[start of Data supplied]
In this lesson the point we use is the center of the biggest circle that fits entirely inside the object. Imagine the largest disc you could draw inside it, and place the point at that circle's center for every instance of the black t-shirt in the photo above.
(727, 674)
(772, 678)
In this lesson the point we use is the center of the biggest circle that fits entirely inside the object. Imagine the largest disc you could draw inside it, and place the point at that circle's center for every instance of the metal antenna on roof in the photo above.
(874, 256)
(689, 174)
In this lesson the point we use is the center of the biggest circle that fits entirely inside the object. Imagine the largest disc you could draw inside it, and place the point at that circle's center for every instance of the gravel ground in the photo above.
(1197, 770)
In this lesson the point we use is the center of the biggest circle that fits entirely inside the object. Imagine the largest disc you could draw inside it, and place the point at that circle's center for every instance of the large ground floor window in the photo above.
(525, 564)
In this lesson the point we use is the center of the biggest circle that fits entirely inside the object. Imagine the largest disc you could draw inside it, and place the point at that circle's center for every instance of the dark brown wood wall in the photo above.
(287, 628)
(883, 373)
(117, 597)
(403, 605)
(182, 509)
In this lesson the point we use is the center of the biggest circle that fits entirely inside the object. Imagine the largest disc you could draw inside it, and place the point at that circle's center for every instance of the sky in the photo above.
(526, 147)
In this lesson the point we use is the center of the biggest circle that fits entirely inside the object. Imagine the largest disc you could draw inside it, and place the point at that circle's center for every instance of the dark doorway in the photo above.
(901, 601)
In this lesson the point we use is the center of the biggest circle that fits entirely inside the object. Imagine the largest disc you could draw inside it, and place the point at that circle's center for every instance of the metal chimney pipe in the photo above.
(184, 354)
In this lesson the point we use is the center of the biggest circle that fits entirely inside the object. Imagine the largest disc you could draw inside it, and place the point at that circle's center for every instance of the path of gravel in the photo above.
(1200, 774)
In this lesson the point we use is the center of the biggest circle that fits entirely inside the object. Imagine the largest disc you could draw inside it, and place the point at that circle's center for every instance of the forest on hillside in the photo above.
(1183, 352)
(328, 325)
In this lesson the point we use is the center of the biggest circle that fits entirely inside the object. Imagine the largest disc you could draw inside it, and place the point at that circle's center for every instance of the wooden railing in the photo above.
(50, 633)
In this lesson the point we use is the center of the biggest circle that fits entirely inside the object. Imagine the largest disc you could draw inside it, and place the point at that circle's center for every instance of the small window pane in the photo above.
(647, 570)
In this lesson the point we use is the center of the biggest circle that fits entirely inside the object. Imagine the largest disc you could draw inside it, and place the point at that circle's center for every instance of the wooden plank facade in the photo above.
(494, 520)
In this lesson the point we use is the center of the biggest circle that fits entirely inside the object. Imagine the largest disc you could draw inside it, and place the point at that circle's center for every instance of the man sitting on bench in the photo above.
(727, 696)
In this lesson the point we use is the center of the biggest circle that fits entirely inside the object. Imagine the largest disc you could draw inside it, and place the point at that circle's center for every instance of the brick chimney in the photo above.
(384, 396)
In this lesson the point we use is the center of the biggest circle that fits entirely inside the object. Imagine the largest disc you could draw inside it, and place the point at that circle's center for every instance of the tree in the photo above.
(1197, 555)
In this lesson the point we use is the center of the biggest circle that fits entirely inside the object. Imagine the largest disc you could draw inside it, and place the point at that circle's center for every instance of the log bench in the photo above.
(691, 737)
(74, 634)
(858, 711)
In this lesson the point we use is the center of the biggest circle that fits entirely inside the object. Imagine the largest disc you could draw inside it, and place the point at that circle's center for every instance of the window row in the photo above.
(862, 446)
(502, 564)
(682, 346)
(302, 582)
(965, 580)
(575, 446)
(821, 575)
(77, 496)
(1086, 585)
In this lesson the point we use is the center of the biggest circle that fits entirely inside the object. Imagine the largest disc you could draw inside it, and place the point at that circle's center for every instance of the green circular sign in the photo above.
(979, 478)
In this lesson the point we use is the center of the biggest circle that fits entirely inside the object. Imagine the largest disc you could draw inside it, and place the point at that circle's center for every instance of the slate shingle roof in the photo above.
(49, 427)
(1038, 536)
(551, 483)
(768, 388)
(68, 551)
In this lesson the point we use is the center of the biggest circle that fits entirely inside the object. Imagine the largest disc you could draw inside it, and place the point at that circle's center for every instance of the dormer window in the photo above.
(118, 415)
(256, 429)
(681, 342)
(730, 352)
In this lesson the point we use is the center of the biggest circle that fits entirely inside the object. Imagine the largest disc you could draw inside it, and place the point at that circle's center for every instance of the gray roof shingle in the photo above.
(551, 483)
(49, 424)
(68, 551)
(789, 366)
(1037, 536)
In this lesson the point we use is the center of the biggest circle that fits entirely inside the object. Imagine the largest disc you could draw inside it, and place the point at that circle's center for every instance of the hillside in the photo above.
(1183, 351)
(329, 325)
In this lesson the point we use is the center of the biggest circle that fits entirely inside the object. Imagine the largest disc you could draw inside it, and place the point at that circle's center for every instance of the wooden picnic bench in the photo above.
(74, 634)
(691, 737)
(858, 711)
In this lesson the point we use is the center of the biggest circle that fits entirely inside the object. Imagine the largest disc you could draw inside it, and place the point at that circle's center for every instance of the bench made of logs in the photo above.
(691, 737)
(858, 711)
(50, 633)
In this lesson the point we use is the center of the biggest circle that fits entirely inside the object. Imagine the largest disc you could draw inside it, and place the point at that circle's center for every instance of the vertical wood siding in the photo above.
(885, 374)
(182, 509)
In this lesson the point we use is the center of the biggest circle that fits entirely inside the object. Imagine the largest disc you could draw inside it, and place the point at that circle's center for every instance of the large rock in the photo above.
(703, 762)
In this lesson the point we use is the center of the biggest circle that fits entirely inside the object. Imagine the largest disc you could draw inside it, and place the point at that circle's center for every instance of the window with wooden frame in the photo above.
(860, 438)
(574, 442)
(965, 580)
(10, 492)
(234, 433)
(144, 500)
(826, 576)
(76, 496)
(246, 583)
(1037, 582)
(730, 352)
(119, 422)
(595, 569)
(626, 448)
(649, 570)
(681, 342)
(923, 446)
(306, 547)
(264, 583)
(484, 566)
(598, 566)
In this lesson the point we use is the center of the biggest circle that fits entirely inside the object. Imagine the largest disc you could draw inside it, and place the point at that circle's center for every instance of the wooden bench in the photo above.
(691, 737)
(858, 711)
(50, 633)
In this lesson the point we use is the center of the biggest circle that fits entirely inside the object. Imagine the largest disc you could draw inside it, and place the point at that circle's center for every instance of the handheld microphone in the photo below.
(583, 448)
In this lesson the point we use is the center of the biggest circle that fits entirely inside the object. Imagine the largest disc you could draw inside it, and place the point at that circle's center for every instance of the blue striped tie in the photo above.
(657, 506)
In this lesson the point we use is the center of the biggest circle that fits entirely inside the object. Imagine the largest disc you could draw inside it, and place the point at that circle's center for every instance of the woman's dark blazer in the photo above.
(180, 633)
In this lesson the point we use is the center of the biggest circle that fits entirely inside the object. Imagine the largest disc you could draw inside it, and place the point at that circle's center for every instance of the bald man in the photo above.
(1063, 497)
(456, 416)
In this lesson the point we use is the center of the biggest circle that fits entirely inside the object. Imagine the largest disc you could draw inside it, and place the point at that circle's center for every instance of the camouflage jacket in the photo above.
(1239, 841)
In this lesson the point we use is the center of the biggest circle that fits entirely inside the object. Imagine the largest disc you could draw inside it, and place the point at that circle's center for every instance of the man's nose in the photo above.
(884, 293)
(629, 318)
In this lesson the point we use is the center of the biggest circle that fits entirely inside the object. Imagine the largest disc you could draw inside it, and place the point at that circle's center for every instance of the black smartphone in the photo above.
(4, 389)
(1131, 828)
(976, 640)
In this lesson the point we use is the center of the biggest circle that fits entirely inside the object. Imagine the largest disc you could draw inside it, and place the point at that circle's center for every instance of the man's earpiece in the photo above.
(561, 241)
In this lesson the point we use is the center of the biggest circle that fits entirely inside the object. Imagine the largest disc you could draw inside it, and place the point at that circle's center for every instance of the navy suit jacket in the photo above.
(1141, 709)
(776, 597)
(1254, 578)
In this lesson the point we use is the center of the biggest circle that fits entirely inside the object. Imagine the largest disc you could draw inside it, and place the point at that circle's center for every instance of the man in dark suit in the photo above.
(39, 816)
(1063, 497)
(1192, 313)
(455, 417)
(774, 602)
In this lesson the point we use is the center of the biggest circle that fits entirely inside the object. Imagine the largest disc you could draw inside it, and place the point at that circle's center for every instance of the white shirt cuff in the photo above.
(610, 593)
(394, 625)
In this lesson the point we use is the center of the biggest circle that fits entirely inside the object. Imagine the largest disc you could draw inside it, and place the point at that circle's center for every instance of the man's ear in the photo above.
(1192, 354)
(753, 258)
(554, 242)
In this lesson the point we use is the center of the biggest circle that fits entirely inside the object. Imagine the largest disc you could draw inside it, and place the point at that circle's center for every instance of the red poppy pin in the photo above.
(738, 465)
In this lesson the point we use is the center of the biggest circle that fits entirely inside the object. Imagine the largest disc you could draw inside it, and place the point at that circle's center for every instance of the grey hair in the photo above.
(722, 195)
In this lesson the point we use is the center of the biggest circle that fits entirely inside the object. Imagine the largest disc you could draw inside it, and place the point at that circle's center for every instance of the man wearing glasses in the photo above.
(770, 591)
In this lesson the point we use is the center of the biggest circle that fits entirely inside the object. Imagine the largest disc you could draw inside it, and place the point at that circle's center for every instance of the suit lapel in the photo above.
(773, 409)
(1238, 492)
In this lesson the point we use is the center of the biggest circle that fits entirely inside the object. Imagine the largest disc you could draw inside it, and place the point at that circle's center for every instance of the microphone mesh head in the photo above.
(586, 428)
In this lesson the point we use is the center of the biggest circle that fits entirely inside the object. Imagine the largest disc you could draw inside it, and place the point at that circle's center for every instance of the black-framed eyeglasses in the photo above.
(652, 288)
[end of Data supplied]
• **Goal of the exercise**
Repeat, with no changes, each line from the one with "wearing glasses in the photo above." to the end of the listing, including both ends and nothing else.

• **Completed exercise**
In this lesson the point we use is the center of the biggest circle that fits entirely inside the object. Imagine the largest disc you could draw inside it, and place the point at that circle's center for every instance of the man wearing glasses in the photo above.
(770, 591)
In this lesson the point we use is the center of the biggest circle that fits entirely inside the object. Imagine the largest disc you could draw inside it, and place the point at that circle's center for every instance of the suit lapel in the photo above.
(773, 409)
(1238, 492)
In this lesson the point we use is the center of the biggest circle that fits entirely inside the object. Imagine the largest disc you could draw inside it, and place the point at that circle's center for every instance of the microphone mesh head in the photo above.
(586, 428)
In this lesson the point we use is the center of the biggest circle that fits entirely inside the object. Imagine the largest disc you could draw inside it, and place the point at that circle's center for every instance of the black-framed eyeglasses in the photo above.
(652, 288)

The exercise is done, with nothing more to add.